ARTICLE |
________________________

Databricks Community

Livingstone · ‎08-19-2024

My task is to export data from CSV/SQL into Excel format with minimal latency. To achieve this, I used a Serverless cluster.

Since PySpark does not support saving in XLSX format, it is necessary to install the Maven package spark-excel_2.12. However, Serverless clusters do not allow the installation of additional libraries as regular clusters do. Therefore, I attempted to install it using the REST API.

headers = {
    'Authorization': f'Bearer {TOKEN}',
}

data = {
  "cluster_id": CLUSTER_ID,
  "libraries": [
    {
      "maven": {
        "coordinates": "com.crealytics:spark-excel_2.13:3.4.1_0.19.0"
      }
    }
  ]
}


response = requests.post(f'{HOST}/api/2.0/libraries/install', headers=headers, json=data)

But when I try to save the file in Excel format, it returns an error

[DATA_SOURCE_NOT_FOUND] Failed to find the data source: com.crealytics.spark.excel. Make sure the provider name is correct and the package is properly registered and compatible with your Spark version. SQLSTATE: 42K02

How can this issue be resolved? Are there any other ways to export an Excel file ASAP without waiting for the cluster to start up?

________________________

STORED DATA |

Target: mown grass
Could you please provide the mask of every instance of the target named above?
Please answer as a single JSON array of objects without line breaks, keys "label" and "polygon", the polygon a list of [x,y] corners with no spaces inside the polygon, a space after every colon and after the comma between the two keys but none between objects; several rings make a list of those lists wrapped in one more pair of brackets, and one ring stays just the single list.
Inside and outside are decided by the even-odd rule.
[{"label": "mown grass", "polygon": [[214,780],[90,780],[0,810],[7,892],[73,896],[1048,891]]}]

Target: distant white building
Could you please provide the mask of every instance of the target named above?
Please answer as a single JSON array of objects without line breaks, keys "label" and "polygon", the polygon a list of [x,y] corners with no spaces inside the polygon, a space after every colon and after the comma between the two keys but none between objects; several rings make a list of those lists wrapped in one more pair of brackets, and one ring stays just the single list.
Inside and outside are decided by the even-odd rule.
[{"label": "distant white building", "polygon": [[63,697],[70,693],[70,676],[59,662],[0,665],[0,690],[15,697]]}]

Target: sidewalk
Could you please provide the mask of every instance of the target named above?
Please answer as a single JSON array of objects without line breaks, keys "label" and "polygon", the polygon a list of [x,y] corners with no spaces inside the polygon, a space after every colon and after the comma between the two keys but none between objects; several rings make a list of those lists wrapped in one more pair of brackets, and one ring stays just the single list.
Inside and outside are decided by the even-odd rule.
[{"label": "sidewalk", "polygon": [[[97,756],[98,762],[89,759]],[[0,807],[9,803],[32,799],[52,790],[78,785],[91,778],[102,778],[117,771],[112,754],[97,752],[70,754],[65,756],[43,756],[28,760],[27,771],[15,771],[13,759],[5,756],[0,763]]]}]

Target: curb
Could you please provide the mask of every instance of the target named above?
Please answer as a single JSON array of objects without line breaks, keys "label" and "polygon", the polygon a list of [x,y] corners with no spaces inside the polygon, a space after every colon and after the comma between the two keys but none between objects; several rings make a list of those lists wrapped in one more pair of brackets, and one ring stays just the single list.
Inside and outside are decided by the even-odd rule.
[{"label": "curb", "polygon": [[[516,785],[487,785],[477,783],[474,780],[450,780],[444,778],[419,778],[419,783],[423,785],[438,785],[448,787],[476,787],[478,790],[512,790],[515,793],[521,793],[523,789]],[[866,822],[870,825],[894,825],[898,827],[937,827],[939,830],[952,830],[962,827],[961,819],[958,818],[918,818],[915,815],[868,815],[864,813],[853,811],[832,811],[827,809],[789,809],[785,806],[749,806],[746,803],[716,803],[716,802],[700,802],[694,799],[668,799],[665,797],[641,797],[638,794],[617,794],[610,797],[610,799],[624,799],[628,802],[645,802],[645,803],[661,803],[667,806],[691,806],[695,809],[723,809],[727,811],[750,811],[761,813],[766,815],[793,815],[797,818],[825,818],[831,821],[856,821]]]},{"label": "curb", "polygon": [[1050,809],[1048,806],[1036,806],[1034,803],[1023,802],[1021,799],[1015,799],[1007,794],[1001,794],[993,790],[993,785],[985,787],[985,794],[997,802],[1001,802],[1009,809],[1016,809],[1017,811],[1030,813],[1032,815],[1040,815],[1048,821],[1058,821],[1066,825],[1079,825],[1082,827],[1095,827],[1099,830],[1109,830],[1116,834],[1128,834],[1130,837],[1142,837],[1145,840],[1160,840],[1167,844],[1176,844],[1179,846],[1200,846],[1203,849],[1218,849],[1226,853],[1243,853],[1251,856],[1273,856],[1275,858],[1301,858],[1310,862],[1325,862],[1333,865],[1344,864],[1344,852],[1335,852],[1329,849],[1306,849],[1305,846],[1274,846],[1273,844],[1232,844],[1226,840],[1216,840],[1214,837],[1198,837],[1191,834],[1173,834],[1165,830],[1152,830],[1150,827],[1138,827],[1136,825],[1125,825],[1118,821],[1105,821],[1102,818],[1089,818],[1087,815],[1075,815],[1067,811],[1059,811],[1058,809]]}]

________________________

Reproduce word for word the part of the Databricks forum post that begins with the words containing "Databricks Community" and ends with "the REST API.". The listing comes from a different source than the forum post.

Databricks Community

Livingstone · ‎08-19-2024

My task is to export data from CSV/SQL into Excel format with minimal latency. To achieve this, I used a Serverless cluster.

Since PySpark does not support saving in XLSX format, it is necessary to install the Maven package spark-excel_2.12. However, Serverless clusters do not allow the installation of additional libraries as regular clusters do. Therefore, I attempted to install it using the REST API.